# [TEXT BLOCK]
───
As shown by Figure 3, the cylinder housing 300 telescopes within an internal
diameter of
the mule shoe 206. The example cylinder housing 300 defines a distal end 312
and a
proximal end 314. Medially disposed along the cylinder housing 300 is a
rotational
alignment feature 316. The
rotational alignment feature 316 interacts with a
corresponding feature on an inside diameter of the mule shoe 206 to
rotationally align the
cylinder housing 300 (and in some cases the balance of the pulser system)
relative to the
mule shoe 206. Further the rotational alignment feature 316 may also hold the
cylinder
housing 300 (and in some cases the balance of the pulser system) against
rotation
relative to the drill string (not shown). That is, torque loads generated
within the pulser
system (e.g., such as by an electric motor, discussed more below) may exert a
rotational
force, but the rotational alignment feature 316 may hold the system against
rotation. In
the example system the rotational alignment feature 316 is in the form an
increased
diameter portion in shape of a tear drop, with the point of the tear drop
"pointing" toward
the distal end 312, and with the bulbous portion of the tear drop meeting on
the opposite
side the cylinder housing 300 from the point. Other rotational alignment
features may be
used.
───
# [ROWS]
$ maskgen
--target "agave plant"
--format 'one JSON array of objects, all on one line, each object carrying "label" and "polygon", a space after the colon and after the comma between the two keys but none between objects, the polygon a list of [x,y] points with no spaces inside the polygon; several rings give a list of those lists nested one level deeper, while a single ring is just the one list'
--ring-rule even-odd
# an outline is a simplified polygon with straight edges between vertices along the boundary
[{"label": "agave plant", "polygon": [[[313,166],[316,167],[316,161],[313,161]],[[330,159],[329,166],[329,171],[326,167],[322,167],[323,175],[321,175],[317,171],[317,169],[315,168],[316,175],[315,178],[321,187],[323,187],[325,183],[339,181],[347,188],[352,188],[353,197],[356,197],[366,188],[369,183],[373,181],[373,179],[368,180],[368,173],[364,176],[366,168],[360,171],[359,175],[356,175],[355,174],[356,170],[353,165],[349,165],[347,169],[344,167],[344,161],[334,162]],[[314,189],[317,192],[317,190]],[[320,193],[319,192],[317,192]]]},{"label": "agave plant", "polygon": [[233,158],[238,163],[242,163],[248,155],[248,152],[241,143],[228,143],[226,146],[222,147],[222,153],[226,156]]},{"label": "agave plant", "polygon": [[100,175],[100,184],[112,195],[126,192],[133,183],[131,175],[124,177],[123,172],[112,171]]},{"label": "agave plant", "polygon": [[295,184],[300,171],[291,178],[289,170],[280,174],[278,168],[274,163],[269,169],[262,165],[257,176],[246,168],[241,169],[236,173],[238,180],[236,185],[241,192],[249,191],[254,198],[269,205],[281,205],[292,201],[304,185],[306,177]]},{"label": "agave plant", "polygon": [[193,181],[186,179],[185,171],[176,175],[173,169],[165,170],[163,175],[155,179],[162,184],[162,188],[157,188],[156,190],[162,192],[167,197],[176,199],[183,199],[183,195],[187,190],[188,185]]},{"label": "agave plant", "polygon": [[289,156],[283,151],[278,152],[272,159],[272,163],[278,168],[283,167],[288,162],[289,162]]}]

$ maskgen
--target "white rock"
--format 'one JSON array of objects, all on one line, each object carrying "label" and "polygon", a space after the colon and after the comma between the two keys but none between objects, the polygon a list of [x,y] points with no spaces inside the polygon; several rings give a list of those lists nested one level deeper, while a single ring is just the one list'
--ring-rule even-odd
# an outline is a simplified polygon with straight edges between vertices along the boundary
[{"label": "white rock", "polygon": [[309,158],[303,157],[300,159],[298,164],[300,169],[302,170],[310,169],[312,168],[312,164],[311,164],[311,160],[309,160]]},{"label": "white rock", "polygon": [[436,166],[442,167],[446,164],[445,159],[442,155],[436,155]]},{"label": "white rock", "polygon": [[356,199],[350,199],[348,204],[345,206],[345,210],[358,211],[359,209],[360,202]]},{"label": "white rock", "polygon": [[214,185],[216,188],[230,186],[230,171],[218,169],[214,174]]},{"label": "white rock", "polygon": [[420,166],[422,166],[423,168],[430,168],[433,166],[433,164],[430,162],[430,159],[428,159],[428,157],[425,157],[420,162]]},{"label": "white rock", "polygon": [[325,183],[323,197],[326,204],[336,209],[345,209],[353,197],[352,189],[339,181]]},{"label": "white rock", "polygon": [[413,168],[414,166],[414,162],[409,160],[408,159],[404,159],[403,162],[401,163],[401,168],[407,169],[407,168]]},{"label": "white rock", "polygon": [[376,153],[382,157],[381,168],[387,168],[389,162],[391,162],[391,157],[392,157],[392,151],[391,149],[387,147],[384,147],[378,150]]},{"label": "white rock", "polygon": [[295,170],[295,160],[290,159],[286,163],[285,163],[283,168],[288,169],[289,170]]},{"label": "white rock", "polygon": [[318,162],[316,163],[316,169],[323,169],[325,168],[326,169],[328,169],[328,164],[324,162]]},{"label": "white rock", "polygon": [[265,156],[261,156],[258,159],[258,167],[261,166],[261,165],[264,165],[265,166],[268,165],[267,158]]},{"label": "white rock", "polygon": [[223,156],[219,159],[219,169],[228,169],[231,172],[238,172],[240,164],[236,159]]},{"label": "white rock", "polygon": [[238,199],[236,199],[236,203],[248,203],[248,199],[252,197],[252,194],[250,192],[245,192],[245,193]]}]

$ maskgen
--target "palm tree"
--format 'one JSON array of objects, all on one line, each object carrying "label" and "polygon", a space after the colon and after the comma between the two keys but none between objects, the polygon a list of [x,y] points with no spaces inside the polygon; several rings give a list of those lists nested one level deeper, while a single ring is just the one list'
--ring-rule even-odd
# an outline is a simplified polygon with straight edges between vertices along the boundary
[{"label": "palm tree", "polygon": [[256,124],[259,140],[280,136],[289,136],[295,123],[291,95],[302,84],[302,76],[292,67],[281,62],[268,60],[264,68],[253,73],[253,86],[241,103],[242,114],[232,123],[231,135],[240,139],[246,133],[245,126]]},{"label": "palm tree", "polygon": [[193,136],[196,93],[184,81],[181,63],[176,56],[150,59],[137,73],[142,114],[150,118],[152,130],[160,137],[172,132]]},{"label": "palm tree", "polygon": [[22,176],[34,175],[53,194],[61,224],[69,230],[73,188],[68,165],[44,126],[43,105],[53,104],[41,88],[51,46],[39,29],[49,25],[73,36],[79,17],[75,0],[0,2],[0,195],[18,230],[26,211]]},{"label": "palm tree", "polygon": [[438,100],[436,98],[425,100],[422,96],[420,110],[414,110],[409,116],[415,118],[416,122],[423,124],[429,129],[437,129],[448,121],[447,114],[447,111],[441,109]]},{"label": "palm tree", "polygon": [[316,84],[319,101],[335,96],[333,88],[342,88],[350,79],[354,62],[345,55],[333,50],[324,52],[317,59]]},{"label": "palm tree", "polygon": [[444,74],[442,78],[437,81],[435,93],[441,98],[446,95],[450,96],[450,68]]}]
───
From the text on the cylinder housing, list every component or feature that carries a reference number, giving each with its number.

- Cylinder housing 300
- Mule shoe 206
- Distal end 312
- Proximal end 314
- Rotational alignment feature 316